* To be done *
**a.** Answer these questions using the corporate property excerpt:
(i) In what year was George Goyder's book The Responsible Company published?
(ii) Which lectures did Lord Eustace Percy give in 1944?
(iii) Which two rights are the economic value rights parsed into?
**b.** Decide whether each statement agrees with the corporate property excerpt, and back each yes or no with the deciding words quoted from it:
(i) The serialization began on August 20.
(ii) In the passage from Percy, the law recognizes the association of workmen, managers, technicians and directors.
(iii) The net asset value is divided into current rights and future rights.
**c.** Reproduce the stretch of the corporate property excerpt from "David Ellerman writes, , on" through "joint stock corporation.", word for word.

* Document section *
──────────

Rethinking Common vs. Private Property (4): towards responsible and democratic corporations

Excerpted from:

* Article: Rethinking Common vs. Private Property. By David Ellerman

This concludes our four part serialization of this important essay, which was started on August 20.

David Ellerman writes, , on Re-constituting the corporation from first principles:

The responsible corporation

“There have been a few — very few — social commentators who have pointed out the roots of the institutionalized irresponsibility in the absentee-owned joint stock corporation.

In his 1961 book aptly entitled The Responsible Company, George Goyder quoted a striking passage from Lord Eustace Percy’s Riddell Lectures in 1944:

– Here is the most urgent challenge to political invention ever offered to the jurist and the statesman. The human association which in fact produces and distributes wealth, the association of workmen, managers, technicians and directors, is not an association recognised by the law. The association which the law does recognise—the association of shareholders, creditors and directors—is incapable of production and is not expected by the law to perform these functions. [Percy 1944, 38; quoted in Goyder 1961, 57]

As indicated by Percy and Goyder, the basic solution is the re-constitutionalizing of the corporation so that the “human association which in fact produces and distributes wealth” is recognized in law as the legal corporation where the ownership/membership in the company would be assigned to the “workmen, managers, technicians and directors” who work in the company.

The bundle of corporate rights

We are now in a position to parse the rights involved in a corporation so that we may consider how the rights might be differently structured in a democratic firm based on first principles. We simplify down to the essentials: the voting rights (to elect the board to select the management and to vote on any other questions put to the owners/members) and the economic value rights which can now be parsed into the net asset value and the profits rights. The net asset value is for the current time but the voting and profit rights need to be broken down into the current rights and future rights after the current time period. Thus we have the following taxonomy:

Corporate Rights

A. Voting Rights

A.1. Current Voting Rights

A.2. Future Voting Rights

B. Value Rights

B.1. Profit Rights

B.1.a. Current Profit Rights

B.1.b. Future Profit Rights

B.2. Net Asset Value.

──────────

Coordinate labeling data
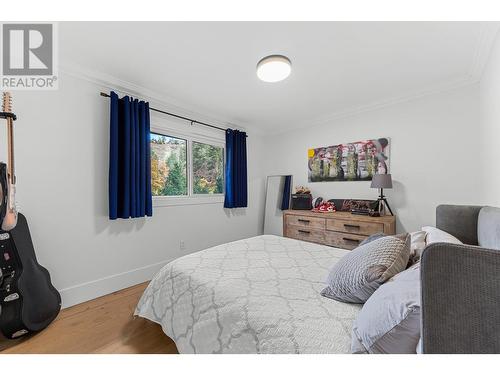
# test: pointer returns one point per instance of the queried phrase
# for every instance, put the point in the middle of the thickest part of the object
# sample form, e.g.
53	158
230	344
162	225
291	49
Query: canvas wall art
356	161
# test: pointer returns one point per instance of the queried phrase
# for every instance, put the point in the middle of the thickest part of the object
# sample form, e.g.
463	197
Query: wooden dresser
338	229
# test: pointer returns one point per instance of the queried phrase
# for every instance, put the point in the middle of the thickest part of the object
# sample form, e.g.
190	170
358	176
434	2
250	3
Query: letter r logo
27	49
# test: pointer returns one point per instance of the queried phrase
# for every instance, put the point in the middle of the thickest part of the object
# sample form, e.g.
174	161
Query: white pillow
438	235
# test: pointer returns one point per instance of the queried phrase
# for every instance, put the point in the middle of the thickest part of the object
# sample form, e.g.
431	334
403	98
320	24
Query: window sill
185	201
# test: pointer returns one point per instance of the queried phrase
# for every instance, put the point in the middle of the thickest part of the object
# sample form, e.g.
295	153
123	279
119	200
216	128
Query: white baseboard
109	284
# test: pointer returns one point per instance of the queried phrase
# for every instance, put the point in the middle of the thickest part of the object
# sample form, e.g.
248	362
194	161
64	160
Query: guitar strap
3	190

──────────

* Responses *
**a.**
(i) 1961
(ii) The Riddell Lectures
(iii) The net asset value and the profits rights

**b.**
(i) Yes: "which was started on August 20"
(ii) No: "is not an association recognised by the law"
(iii) No: "The net asset value is for the current time but the voting and profit rights need to be broken down into the current rights and future rights after the current time period"

**c.**
David Ellerman writes, , on Re-constituting the corporation from first principles:

The responsible corporation

“There have been a few — very few — social commentators who have pointed out the roots of the institutionalized irresponsibility in the absentee-owned joint stock corporation.